INSTRUCTIONS FOR THE TASK:
Produce all the records again exactly as they stand.
*** ENTRIES PROVIDED Section Begins ***
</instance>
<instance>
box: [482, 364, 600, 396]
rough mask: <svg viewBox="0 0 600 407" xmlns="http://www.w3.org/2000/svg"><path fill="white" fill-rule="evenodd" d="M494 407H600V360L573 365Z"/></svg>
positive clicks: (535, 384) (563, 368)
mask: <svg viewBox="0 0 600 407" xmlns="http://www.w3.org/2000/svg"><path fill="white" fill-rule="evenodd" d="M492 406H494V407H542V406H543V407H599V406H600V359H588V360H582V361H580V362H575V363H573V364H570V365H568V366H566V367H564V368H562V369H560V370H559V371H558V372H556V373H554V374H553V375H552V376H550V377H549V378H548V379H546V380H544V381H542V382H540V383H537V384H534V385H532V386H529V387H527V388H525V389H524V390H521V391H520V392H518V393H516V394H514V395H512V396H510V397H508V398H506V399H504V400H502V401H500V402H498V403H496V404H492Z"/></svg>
*** ENTRIES PROVIDED Section Ends ***
EXPECTED ANSWER:
</instance>
<instance>
box: [482, 364, 600, 396]
rough mask: <svg viewBox="0 0 600 407" xmlns="http://www.w3.org/2000/svg"><path fill="white" fill-rule="evenodd" d="M494 407H600V360L573 365Z"/></svg>
positive clicks: (535, 384) (563, 368)
mask: <svg viewBox="0 0 600 407" xmlns="http://www.w3.org/2000/svg"><path fill="white" fill-rule="evenodd" d="M492 406H494V407H542V406H543V407H599V406H600V359H588V360H582V361H580V362H575V363H573V364H570V365H568V366H566V367H564V368H562V369H560V370H559V371H558V372H556V373H554V374H553V375H552V376H550V377H549V378H548V379H546V380H544V381H542V382H540V383H537V384H534V385H532V386H529V387H527V388H525V389H524V390H521V391H520V392H518V393H516V394H514V395H512V396H510V397H508V398H506V399H504V400H502V401H500V402H498V403H496V404H492Z"/></svg>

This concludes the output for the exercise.